• **What the task requires**
It is required that all of the data be written out exactly.

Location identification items
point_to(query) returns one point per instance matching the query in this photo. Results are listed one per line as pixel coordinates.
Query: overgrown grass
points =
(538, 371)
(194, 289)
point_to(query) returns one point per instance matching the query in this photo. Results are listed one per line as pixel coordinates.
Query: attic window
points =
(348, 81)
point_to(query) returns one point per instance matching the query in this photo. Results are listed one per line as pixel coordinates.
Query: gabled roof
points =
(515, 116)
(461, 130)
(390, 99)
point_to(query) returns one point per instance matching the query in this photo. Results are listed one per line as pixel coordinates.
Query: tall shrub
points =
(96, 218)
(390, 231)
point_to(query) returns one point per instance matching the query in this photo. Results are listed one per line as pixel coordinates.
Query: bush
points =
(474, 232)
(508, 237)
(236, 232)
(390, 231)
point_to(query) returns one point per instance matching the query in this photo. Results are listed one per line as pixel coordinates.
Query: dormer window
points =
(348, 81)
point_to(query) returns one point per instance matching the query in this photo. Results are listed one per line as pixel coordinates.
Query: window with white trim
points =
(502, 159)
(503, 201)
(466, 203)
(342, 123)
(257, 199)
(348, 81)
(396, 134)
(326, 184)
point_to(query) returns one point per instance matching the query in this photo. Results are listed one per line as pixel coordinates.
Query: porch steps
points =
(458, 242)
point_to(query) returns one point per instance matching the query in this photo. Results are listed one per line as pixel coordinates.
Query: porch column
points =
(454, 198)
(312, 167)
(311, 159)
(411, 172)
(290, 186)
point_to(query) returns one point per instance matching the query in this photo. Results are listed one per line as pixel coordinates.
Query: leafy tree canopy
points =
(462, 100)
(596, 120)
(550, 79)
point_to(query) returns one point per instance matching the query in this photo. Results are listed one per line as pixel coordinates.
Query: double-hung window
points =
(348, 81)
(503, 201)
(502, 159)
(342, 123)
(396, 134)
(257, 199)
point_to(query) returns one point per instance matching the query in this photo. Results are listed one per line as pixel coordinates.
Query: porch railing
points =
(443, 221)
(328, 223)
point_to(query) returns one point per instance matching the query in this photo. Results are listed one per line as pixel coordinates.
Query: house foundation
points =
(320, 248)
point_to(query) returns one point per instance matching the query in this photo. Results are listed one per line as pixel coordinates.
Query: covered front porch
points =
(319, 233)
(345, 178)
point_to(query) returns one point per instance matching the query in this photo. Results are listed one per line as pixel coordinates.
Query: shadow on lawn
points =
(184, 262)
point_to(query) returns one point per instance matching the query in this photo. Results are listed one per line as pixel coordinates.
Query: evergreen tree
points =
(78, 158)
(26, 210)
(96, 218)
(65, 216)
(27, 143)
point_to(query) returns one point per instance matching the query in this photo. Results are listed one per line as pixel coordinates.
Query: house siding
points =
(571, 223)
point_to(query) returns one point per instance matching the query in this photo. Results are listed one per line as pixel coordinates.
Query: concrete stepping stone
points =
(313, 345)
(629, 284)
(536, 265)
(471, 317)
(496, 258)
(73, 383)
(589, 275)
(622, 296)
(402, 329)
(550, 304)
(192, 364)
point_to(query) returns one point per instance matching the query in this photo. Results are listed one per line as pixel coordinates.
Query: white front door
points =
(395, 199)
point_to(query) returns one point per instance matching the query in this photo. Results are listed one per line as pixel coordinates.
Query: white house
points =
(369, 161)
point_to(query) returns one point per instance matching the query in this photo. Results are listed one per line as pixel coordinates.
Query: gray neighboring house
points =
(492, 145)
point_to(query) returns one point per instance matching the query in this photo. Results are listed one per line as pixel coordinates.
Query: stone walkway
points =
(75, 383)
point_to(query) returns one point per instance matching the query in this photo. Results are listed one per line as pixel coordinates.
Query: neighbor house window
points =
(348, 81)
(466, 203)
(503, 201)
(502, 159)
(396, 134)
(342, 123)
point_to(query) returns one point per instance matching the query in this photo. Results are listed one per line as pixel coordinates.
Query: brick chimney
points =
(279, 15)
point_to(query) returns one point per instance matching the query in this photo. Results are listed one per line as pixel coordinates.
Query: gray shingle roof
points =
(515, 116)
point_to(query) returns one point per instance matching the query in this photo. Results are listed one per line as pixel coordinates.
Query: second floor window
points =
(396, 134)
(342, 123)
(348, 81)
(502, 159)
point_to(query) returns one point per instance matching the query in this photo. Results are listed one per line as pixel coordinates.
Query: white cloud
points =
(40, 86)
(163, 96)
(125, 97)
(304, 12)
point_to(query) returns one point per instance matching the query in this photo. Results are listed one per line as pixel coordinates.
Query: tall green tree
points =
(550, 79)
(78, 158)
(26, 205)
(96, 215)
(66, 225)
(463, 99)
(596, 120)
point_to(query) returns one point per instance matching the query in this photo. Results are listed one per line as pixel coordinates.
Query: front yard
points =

• **Exercise solution**
point_to(query) returns one point per instance matching the query in this photo. Results are listed one per line as pixel coordinates.
Query: overgrown grass
points =
(538, 371)
(194, 289)
point_to(query) returns one point per instance matching the query in this photo. Results are listed one per line as pixel coordinates.
Query: attic window
points =
(348, 81)
point_to(query) returns one point per instance matching the query in this photo. Results are listed one per line as pixel coordinates.
Query: gabled roof
points =
(515, 116)
(461, 130)
(390, 99)
point_to(query) returns one point per instance matching the query in this photo. Results are listed one per line as pixel coordinates.
Query: tall shrub
points =
(96, 218)
(390, 231)
point_to(query) returns one point per instance matching the query in this photo. Results are listed one per line as pixel coordinates.
Query: bush
points =
(474, 232)
(508, 237)
(236, 232)
(390, 231)
point_to(query) returns one point per instance matching the query in this photo. Results are listed one per line as pixel coordinates.
Query: dormer window
points =
(348, 81)
point_to(query) returns one point per instance matching the query in this photo. Results are listed one per line as pixel coordinates.
Query: window with white trim
points =
(502, 159)
(503, 201)
(466, 203)
(342, 123)
(257, 199)
(348, 81)
(396, 134)
(326, 184)
point_to(query) returns one point per instance matching the query in this photo. Results are listed one per line as pixel coordinates.
Query: porch steps
points =
(458, 242)
point_to(query) returns one point per instance matching the query in this photo. Results are listed one per line as pixel coordinates.
Query: porch column
points =
(454, 198)
(312, 167)
(311, 159)
(411, 172)
(290, 186)
point_to(query) returns one point per instance matching the query in this photo. Results are listed one per line as pixel coordinates.
Query: leafy tree canopy
points =
(462, 100)
(596, 120)
(550, 79)
point_to(query) returns one point per instance matching the query in this photo. Results are listed one per line as pixel coordinates.
Query: double-hung window
points =
(348, 81)
(503, 201)
(502, 159)
(342, 123)
(396, 134)
(257, 199)
point_to(query) returns one point per instance matching the query in this photo. Results are listed one per line as pixel coordinates.
Query: porch railing
points =
(443, 221)
(328, 223)
point_to(query) returns one point per instance matching the query in this photo. Results are listed one per line as pixel coordinates.
Query: house foundation
points =
(320, 248)
point_to(query) returns one point per instance matching the query in this photo. Results are listed one per line as pixel coordinates.
Query: covered front porch
points =
(319, 233)
(345, 178)
point_to(query) returns one point per instance matching the query in this photo. Results are listed one per line as pixel coordinates.
Query: shadow on lawn
points =
(184, 262)
point_to(query) returns one point per instance matching the query in this photo. Results are listed one per line as pixel coordinates.
Query: evergreen tree
points =
(78, 158)
(26, 210)
(96, 218)
(65, 216)
(27, 143)
point_to(query) returns one point per instance matching the query in this photo. Results are listed one per line as pixel coordinates.
Query: house siding
points =
(571, 223)
point_to(query) returns one point per instance matching the query in this photo. Results are listed one per line as pixel coordinates.
Query: concrete stepping stone
points =
(313, 345)
(629, 284)
(536, 265)
(471, 317)
(496, 258)
(73, 383)
(589, 275)
(622, 296)
(402, 329)
(550, 304)
(192, 364)
point_to(query) returns one point per instance matching the query in this photo. Results are listed one per line as pixel coordinates.
Query: white front door
points =
(395, 199)
point_to(query) returns one point per instance matching the query in this photo. Results are listed one per line as pixel coordinates.
Query: white house
points =
(369, 161)
point_to(query) returns one point per instance matching the query in this photo. Results are listed one per line as pixel coordinates.
Query: gray neighboring house
points =
(492, 145)
point_to(query) returns one point per instance matching the query in this photo. Results are listed one per line as pixel coordinates.
Query: stone walkway
points =
(75, 383)
point_to(query) returns one point per instance matching the query in this photo. Results are listed one per line as pixel coordinates.
Query: neighbor house window
points =
(348, 81)
(466, 203)
(503, 201)
(502, 159)
(396, 134)
(342, 123)
point_to(query) returns one point per instance matching the query in this photo. Results are listed one per line as pixel coordinates.
Query: brick chimney
points =
(279, 15)
point_to(query) returns one point per instance matching the query in this photo. Results are listed one per line as pixel coordinates.
Query: gray shingle roof
points =
(515, 116)
point_to(query) returns one point per instance matching the query in this photo. Results are listed one per line as pixel coordinates.
Query: second floor window
points =
(396, 134)
(342, 123)
(348, 81)
(502, 159)
point_to(query) returns one point per instance matching the query in this photo. Results are listed one per line as pixel coordinates.
Query: white cloud
points =
(40, 86)
(163, 96)
(125, 97)
(304, 12)
point_to(query) returns one point per instance matching the query in this photo. Results are listed one per line as pixel coordinates.
Query: tall green tree
points =
(550, 79)
(78, 158)
(26, 205)
(96, 215)
(66, 225)
(463, 99)
(596, 120)
point_to(query) returns one point per instance matching the query in this photo. Results are listed one per line as pixel coordinates.
Query: front yard
points =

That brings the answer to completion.